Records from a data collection
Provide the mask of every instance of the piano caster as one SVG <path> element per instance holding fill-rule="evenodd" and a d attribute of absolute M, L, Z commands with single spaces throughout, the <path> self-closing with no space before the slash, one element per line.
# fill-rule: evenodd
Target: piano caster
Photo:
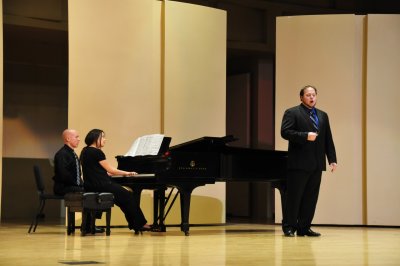
<path fill-rule="evenodd" d="M 185 231 L 185 236 L 189 236 L 189 231 Z"/>

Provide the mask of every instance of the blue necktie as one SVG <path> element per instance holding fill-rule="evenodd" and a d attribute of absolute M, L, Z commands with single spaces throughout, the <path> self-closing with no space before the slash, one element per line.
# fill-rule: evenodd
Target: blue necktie
<path fill-rule="evenodd" d="M 317 116 L 317 113 L 316 113 L 315 109 L 311 109 L 311 111 L 310 111 L 310 119 L 312 121 L 312 124 L 314 126 L 315 131 L 318 132 L 319 131 L 318 116 Z"/>

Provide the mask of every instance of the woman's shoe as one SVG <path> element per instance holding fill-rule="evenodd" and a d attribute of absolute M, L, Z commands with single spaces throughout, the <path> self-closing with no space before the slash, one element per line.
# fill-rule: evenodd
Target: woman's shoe
<path fill-rule="evenodd" d="M 142 235 L 143 232 L 161 232 L 160 228 L 154 225 L 145 224 L 141 229 L 135 229 L 135 235 L 139 233 Z"/>
<path fill-rule="evenodd" d="M 148 225 L 148 224 L 145 224 L 145 225 L 143 225 L 142 228 L 140 228 L 140 229 L 135 229 L 135 235 L 138 235 L 139 233 L 140 233 L 141 235 L 143 235 L 143 232 L 149 232 L 149 231 L 152 231 L 152 229 L 153 229 L 152 226 L 150 226 L 150 225 Z"/>

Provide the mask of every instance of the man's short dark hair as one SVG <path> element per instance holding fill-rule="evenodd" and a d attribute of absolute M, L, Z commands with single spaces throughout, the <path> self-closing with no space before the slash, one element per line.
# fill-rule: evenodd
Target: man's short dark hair
<path fill-rule="evenodd" d="M 315 91 L 315 94 L 318 94 L 318 93 L 317 93 L 317 88 L 315 88 L 315 87 L 312 86 L 312 85 L 306 85 L 306 86 L 304 86 L 303 88 L 301 88 L 301 90 L 300 90 L 300 96 L 303 96 L 303 95 L 304 95 L 304 91 L 305 91 L 307 88 L 313 88 L 314 91 Z"/>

• _Task to complete_
Please copy only the lines from the one with "Provide the mask of every instance of the man's" through the final line of the records above, both ends included.

• _Solution for this problem_
Provide the mask of every instance of the man's short dark hair as one SVG <path> element per instance holding fill-rule="evenodd" and a d attribute of absolute M, L, Z commands with single spaces throughout, the <path> self-closing with no space before the slash, one element per line.
# fill-rule: evenodd
Target: man's short dark hair
<path fill-rule="evenodd" d="M 315 91 L 315 94 L 318 94 L 318 93 L 317 93 L 317 88 L 315 88 L 315 87 L 312 86 L 312 85 L 306 85 L 306 86 L 304 86 L 303 88 L 301 88 L 301 90 L 300 90 L 300 96 L 303 96 L 303 95 L 304 95 L 304 91 L 305 91 L 307 88 L 313 88 L 314 91 Z"/>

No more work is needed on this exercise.